Begin Records to process
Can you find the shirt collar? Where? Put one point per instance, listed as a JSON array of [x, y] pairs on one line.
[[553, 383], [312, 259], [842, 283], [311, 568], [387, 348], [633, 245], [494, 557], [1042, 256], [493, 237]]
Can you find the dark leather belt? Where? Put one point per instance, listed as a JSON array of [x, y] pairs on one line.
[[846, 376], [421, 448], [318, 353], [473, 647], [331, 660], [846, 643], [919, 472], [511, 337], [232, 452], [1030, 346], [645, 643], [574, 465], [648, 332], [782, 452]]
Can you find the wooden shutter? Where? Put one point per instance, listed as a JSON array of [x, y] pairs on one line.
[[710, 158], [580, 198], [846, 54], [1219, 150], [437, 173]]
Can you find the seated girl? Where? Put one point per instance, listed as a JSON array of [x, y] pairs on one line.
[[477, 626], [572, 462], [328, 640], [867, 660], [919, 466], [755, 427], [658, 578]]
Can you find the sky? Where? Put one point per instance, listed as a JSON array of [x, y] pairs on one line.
End Records to process
Begin Records to process
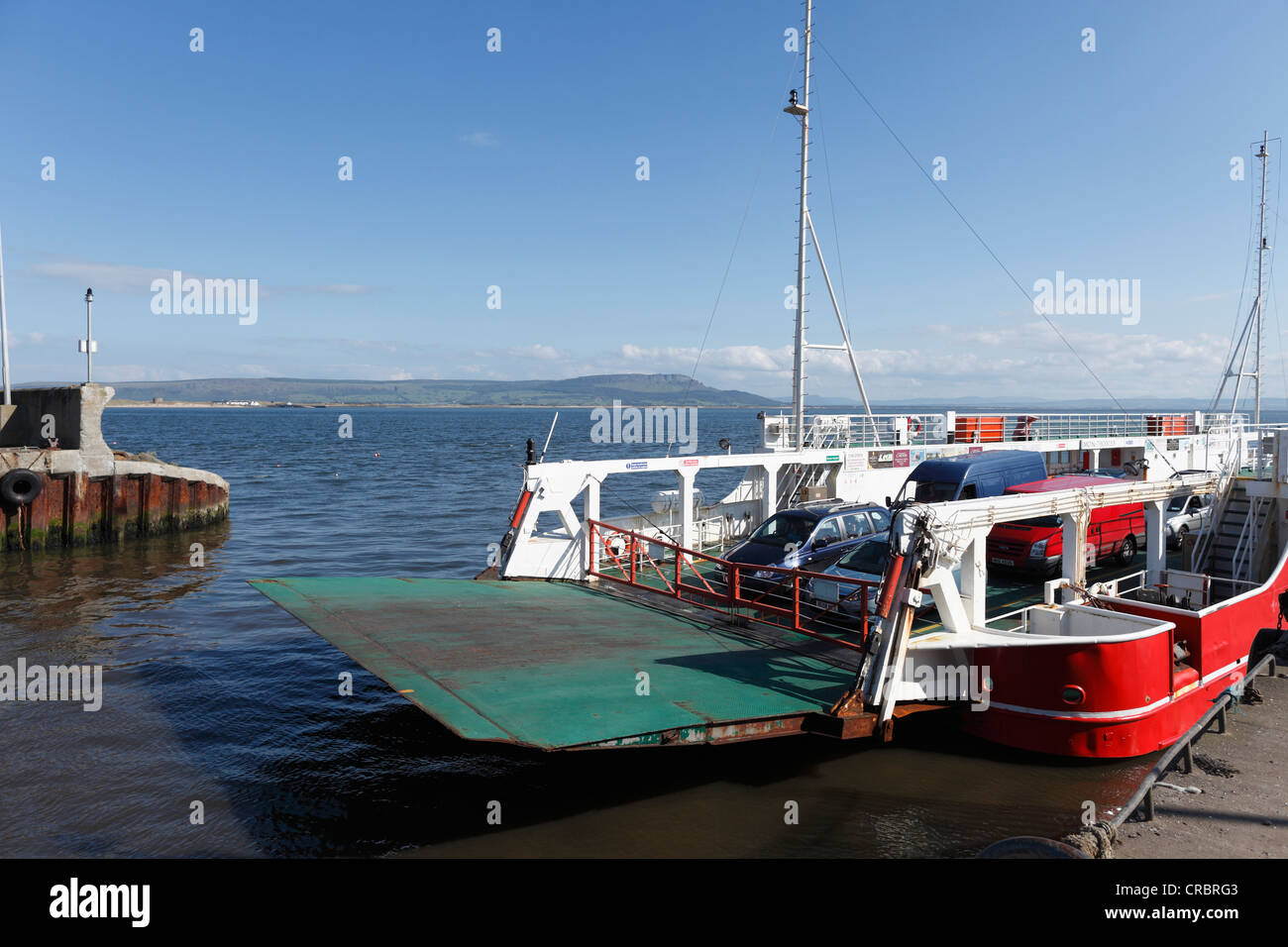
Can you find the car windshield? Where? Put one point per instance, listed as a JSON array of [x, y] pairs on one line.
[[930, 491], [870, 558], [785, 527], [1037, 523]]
End Records to process
Exercise:
Pull out each line from the records above that contains the word "point".

Response below:
Can you find the shirt collar? Where? Put one point per instance, listed as a JSON array of [x, y] pairs on one line.
Can you find the dark leather belt? Where? Put one point per instance, listed as a JSON array of [x, y] pairs on one line.
Can you find the wooden shutter? Where? Put one point per instance, listed as a JSON array of [x, y] pairs on one line.
Can you find the seated girl? Where? Put one point per instance, listed as a JSON array of [x, y] pairs on one line.
Can you find the sky? Where? Put one point per instance, listed as a JSON array of [x, y] pairs on one line.
Can you find the car windshield? Where? Put one point per instance, listed as a JSON array of [x, y] pairs on one line.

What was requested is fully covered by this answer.